Task a ▸ Rescale only the listing lines running from the line that contains "Could you spot the small" through the end of the listing, inclusive. Reproduce every one of those lines, requests included, with each point coordinate multiplied by 0.4 and rounded to the nearest whole number (halves round up), and return nothing else.

Source document ▸
++++++++

Embedded Computing Design

October 20, 2021

Story

The (Accidental) Invention of the LED

From the lamp in your living room to unpleasantly bright headlights, LEDs are everywhere these days. So much so that we take them for granted, and the long, almost completely accidental road it took for them to reach a light socket near you.

Today’s light-emitting diodes offer high levels of luminosity at the extremely low power consumption that we all enjoy. But LEDs have been in the making for over a century, taking baby steps to get to where they are now. 

In the Beginning, There Was L(ED)ight

Let’s start at the birth of the LED, way back in the early 1900s.

The 1900s-1920s: Electroluminescence

LEDs operate through a process known as electroluminescence – a phenomenon where semiconductor materials produce light when electrons move through them. This process was accidentally discovered in 1907 by Henry Joseph Round, a British engineer who was performing experiments with silicon carbide and a cat’s whisker (or crystal) detector.

The cat’s whisker detector, a form of crystal detector, was used by Henry Joseph Round when he accidentally discovered electroluminescence while experimenting with silicon carbide. (EEWeb)

Although Round discovered the process that led to the creation of the LED, research was furthered by Russian inventor Oleg Losev in the 1920s. He published his findings in journals across Europe, but none of his research was practically used for several decades. 

The 1960s: The First Practical LED

In 1961, Robert Biard and Gary Pittman stumbled upon the creation of a low-intensity near-infrared LED that they later patented for Texas Instruments. This LED featured light emission from a tunnel diode made on a gallium arsenide (GaAs) substrate (Figure 1). A year after their discovery, in 1962, TI released their first commercial LED product, the SNX-100, which used a GaAs crystal and emitted 890 nm infrared light. 

The first LED was patented by Texas Instruments engineers in 1961 and emitted 890 nm of light. It too was the product of an accidental near-infrared discovery by Robert Biard and Gary Pittman. (Image source: Edison Tech Center)

One of the first visible-spectrum LEDs came a very short time after, courtesy of Nick Holonyak, Jr. in late 1962. This LED emitted a red light visible to the human eye via the electroluminescence of a gallium arsenide phosphide (GaAsP) semiconductor. The first commercially available LED lamps launched in 1968 using a variant of this technology, but they were largely unsuccessful because of the manufacturing cost and the deep red color of the light they emitted.

The 1970s: Better and Brighter

In the early 1970s, M. George Craford, a former graduate student under Holonyak, developed his own version of the visible-spectrum LED: one that emitted a yellow light. As if that wasn’t enough, Craford also went on to improve the brightness of red and red-orange LEDs by a factor of 10.

++++++++

Material provided ▸
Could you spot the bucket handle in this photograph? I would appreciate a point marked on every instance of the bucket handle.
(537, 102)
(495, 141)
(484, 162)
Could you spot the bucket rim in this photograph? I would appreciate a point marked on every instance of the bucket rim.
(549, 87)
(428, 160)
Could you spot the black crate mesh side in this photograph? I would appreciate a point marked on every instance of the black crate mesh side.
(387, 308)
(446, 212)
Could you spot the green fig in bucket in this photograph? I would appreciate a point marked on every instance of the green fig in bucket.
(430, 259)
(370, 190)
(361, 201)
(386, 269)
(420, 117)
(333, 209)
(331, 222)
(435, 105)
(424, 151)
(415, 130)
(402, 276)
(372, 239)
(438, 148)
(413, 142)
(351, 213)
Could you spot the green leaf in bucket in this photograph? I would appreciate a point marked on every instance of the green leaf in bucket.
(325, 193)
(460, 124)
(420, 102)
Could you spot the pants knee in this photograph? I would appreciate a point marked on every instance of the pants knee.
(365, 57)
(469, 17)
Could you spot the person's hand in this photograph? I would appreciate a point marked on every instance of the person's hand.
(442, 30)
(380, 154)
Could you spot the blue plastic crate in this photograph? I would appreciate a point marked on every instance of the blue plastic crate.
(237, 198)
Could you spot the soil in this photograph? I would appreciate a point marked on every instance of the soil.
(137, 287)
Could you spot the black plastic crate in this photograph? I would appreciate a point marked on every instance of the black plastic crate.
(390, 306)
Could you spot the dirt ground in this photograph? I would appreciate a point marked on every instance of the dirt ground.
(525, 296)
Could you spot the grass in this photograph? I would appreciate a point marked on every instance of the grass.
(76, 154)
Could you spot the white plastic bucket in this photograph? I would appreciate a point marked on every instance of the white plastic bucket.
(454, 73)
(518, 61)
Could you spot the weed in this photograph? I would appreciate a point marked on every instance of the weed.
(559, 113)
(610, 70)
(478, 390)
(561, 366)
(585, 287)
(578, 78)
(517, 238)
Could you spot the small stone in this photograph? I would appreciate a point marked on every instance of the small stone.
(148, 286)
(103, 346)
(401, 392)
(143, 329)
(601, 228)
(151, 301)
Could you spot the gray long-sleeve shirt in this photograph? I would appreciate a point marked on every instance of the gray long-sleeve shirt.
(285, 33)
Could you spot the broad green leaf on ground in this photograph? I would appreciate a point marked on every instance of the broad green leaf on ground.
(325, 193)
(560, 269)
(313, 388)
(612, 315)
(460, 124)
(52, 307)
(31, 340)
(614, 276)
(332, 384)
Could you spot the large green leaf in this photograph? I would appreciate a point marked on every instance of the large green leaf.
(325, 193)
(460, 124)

++++++++

Task b ▸ List every person named in the LED history article above.

Worked solution a ▸
Could you spot the small stone in this photograph? I would appreciate a point marked on every instance of the small stone.
(59, 114)
(41, 138)
(160, 157)
(57, 132)
(240, 91)
(60, 120)
Could you spot the gray long-sleeve shirt in this photograph? I would appreciate a point marked on every instance of the gray long-sleeve shirt.
(114, 13)
Could you spot the broad green leaf on ground in this photograph? I would appreciate a point marked on every instance of the broad green leaf on ground.
(130, 77)
(224, 108)
(125, 155)
(245, 126)
(184, 50)
(21, 123)
(12, 136)
(246, 110)
(133, 154)
Could you spot the large green leaf in this photograph? I would appreciate a point marked on every instance of the large green leaf.
(130, 77)
(184, 50)

Worked solution b ▸
Henry Joseph Round
Oleg Losev
Robert Biard
Gary Pittman
Nick Holonyak, Jr.
M. George Craford